__EXERCISE INPUTS__:

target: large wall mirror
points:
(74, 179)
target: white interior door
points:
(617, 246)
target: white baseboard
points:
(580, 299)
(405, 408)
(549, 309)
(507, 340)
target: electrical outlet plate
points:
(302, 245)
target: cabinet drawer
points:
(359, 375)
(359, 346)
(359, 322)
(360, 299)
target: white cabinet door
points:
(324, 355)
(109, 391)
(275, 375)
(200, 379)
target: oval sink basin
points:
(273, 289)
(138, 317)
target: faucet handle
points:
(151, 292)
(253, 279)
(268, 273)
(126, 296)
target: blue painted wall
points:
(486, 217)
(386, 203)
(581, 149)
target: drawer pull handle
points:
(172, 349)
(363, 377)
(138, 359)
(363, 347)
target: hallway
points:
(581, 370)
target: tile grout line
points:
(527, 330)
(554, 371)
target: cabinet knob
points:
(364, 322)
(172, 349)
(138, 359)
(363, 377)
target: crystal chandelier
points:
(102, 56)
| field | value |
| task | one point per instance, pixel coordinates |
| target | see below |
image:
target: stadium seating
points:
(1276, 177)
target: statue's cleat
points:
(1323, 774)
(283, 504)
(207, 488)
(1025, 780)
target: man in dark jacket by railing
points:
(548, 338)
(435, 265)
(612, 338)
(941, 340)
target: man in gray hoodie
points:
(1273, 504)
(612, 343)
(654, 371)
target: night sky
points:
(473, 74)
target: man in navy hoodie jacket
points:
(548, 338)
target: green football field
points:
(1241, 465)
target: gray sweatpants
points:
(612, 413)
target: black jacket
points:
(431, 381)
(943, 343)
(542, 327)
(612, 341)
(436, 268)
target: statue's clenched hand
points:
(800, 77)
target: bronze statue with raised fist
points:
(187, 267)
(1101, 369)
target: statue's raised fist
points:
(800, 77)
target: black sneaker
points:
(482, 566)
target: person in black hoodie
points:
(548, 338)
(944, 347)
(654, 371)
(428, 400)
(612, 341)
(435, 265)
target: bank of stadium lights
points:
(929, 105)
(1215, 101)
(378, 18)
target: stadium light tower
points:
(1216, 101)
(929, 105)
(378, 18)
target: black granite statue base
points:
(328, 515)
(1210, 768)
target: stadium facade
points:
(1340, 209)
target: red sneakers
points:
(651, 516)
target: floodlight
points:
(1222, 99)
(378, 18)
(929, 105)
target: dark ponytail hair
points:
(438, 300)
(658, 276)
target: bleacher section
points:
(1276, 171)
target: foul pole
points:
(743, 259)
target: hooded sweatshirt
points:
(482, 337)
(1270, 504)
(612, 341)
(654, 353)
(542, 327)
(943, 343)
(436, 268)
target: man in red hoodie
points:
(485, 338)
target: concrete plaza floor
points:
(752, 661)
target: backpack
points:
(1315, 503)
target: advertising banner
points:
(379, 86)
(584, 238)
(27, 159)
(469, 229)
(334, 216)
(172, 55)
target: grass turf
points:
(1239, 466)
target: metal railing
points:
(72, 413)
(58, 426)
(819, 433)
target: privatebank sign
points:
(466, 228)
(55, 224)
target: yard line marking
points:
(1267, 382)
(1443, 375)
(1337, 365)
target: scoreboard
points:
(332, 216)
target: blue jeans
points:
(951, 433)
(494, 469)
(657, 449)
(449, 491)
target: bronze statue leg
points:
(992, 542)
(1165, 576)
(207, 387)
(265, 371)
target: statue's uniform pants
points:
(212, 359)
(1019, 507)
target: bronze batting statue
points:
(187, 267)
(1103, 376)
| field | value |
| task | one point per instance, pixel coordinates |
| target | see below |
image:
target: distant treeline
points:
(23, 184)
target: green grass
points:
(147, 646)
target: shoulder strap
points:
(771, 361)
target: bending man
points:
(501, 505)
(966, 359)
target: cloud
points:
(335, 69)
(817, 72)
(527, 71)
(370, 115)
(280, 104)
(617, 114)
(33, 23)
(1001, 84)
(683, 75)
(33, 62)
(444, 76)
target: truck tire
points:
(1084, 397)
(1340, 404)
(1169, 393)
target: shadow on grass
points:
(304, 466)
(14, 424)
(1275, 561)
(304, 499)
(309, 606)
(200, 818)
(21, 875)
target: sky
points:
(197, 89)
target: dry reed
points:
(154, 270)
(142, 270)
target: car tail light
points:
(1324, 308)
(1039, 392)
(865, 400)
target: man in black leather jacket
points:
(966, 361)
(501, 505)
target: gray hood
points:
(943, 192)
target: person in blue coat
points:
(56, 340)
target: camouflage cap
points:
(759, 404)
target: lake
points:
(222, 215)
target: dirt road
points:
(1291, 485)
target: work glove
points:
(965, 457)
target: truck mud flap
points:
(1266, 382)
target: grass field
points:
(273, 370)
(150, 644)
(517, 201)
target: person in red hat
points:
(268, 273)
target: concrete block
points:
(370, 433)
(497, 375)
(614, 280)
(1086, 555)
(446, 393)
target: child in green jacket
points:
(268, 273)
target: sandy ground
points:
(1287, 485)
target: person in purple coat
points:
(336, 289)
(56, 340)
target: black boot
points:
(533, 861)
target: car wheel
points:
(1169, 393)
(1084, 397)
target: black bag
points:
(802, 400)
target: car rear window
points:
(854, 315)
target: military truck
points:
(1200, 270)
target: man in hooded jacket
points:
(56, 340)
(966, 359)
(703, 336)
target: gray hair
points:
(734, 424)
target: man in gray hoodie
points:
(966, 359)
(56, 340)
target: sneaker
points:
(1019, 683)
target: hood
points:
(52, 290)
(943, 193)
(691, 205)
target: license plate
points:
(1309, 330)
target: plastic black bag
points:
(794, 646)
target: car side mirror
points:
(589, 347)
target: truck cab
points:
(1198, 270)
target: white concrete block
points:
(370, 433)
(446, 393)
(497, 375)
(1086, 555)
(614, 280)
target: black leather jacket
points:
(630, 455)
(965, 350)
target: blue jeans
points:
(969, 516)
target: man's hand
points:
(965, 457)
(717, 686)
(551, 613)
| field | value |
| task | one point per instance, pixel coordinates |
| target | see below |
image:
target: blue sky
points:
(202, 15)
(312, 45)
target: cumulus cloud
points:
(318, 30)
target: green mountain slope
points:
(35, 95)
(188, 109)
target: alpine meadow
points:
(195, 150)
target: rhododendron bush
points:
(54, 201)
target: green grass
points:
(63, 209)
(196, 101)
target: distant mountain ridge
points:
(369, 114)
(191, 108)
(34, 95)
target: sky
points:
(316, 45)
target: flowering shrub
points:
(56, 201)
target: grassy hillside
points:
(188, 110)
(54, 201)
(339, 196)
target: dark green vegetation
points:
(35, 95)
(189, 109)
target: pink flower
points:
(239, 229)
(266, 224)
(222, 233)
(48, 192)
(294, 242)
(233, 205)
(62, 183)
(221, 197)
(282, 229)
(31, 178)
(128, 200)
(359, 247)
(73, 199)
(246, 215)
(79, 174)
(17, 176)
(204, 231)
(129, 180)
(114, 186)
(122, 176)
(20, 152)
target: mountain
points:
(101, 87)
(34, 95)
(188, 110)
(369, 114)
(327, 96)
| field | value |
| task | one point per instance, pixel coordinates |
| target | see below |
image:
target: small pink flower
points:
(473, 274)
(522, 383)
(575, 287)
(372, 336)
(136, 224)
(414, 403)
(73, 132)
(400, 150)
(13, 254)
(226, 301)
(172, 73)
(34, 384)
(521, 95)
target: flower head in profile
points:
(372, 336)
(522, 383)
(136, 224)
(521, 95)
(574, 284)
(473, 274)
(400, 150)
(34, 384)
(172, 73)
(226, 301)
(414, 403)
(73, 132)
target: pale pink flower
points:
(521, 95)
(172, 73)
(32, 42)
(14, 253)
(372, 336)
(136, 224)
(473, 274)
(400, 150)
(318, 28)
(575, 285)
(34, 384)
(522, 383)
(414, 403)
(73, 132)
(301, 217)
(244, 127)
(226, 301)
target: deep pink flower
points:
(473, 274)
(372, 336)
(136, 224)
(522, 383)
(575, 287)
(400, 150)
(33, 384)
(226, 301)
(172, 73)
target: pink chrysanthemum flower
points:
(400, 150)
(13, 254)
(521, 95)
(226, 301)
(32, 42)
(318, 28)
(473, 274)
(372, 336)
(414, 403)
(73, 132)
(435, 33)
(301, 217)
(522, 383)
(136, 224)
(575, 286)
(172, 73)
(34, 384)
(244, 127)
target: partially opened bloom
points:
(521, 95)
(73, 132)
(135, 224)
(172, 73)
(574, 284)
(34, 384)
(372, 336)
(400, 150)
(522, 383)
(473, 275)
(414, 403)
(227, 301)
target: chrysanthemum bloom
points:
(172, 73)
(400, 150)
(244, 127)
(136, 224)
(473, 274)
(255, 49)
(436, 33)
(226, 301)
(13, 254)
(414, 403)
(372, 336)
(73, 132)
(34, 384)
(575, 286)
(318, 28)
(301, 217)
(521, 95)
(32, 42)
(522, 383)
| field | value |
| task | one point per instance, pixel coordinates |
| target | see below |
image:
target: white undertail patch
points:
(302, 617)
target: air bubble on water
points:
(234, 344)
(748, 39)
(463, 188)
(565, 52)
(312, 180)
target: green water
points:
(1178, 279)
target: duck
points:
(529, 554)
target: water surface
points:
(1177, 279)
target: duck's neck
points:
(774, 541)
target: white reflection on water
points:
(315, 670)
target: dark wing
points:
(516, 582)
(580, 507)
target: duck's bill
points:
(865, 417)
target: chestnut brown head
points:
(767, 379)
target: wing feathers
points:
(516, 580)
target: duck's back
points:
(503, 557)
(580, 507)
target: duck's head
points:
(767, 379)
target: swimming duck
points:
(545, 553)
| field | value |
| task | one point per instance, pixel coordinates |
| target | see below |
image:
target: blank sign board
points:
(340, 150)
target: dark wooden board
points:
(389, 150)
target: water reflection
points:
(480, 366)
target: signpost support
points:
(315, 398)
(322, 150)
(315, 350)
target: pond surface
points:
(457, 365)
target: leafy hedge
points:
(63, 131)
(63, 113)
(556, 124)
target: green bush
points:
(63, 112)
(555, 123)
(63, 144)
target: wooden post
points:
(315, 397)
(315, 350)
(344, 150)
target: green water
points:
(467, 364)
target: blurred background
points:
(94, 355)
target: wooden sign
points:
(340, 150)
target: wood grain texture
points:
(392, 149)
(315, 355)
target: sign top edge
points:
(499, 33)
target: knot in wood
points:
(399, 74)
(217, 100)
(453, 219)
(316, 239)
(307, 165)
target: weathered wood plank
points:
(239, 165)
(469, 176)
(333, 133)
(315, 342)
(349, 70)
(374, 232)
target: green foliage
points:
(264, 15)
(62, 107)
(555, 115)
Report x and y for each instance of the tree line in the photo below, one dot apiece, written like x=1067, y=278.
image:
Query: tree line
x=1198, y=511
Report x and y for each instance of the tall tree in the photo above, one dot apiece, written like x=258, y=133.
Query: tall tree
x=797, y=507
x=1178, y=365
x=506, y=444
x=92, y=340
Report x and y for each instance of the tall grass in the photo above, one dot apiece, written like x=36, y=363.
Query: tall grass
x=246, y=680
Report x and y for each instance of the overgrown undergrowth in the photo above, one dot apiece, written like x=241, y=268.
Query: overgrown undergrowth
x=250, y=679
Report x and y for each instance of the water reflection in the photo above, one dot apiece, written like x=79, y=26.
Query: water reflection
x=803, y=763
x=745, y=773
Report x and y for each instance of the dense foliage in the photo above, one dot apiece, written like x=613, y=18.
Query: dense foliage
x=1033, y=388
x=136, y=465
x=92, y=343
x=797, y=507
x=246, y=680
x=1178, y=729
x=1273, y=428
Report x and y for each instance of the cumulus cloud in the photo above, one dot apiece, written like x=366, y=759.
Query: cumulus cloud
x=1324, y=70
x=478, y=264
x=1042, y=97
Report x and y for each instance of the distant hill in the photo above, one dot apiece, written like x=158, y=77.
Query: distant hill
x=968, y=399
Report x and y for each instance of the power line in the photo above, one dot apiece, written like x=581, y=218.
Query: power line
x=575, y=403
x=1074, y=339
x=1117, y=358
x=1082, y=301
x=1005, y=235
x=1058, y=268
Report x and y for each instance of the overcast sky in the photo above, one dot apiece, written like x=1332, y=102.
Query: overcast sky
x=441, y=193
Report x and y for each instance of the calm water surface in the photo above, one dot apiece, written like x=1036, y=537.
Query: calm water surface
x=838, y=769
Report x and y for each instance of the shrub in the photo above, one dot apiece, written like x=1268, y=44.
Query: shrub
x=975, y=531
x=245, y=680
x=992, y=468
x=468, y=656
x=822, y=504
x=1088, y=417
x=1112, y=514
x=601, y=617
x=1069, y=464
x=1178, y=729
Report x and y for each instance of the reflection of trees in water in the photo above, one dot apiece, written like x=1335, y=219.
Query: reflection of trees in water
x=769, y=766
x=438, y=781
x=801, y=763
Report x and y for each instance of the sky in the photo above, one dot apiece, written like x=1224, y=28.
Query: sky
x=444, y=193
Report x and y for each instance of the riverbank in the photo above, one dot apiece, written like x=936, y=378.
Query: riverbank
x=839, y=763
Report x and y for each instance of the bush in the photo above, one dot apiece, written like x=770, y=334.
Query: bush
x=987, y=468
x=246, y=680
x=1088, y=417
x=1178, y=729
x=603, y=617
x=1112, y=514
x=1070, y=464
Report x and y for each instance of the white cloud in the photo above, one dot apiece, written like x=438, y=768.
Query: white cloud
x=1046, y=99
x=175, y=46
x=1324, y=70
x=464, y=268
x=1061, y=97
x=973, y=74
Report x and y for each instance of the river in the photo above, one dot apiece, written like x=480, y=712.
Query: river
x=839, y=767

__AIM OF THE TASK__: Only the lines from the one containing "Report x and y for each instance of the distant" to the end of the data should be printed, exactly as they stand.

__EXPECTED ANSWER__:
Report x and y for each instance of the distant hill in the photo above, one dot apiece, written like x=158, y=77.
Query: distant hill
x=968, y=399
Report x and y for each instance of the power line in the photo above, one dot apiece, written like x=581, y=218.
Query: power line
x=575, y=403
x=1074, y=339
x=1117, y=358
x=1082, y=301
x=1005, y=235
x=1058, y=268
Report x and y for each instance of the overcast sky in the photo above, one dot apiece, written like x=1332, y=102.
Query: overcast sky
x=441, y=193
Report x and y for each instance of the calm water surface in the photo above, one dot apiece, written like x=1036, y=537.
Query: calm water surface
x=838, y=769
Report x and y for each instance of the shrub in the photo above, one dot apiece, written like x=1268, y=44.
Query: shrub
x=975, y=531
x=245, y=680
x=992, y=468
x=468, y=656
x=822, y=504
x=1088, y=417
x=1112, y=514
x=601, y=617
x=1069, y=464
x=1178, y=729
Report x and y for each instance of the reflection of trees in water in the photo above, one dot apiece, written like x=1335, y=219.
Query: reflection of trees in water
x=769, y=766
x=438, y=781
x=801, y=763
Report x and y for each instance of the sky in the photo above, one dot apiece, written like x=1224, y=28.
Query: sky
x=444, y=193
Report x and y for each instance of the riverbank in the photo above, one dot apiece, written like x=936, y=378.
Query: riverbank
x=839, y=763
Report x and y for each instance of the bush in the photo above, one dot apiece, written like x=770, y=334.
Query: bush
x=987, y=468
x=246, y=680
x=1088, y=417
x=1178, y=729
x=603, y=617
x=1112, y=514
x=1070, y=464
Report x and y for each instance of the white cloud in the photo above, one dot apiece, written like x=438, y=768.
Query: white cloud
x=1046, y=99
x=175, y=46
x=1324, y=70
x=464, y=268
x=1061, y=97
x=973, y=74
Report x and y for each instance of the river in the photo above, one dot apiece, written like x=480, y=712.
Query: river
x=839, y=767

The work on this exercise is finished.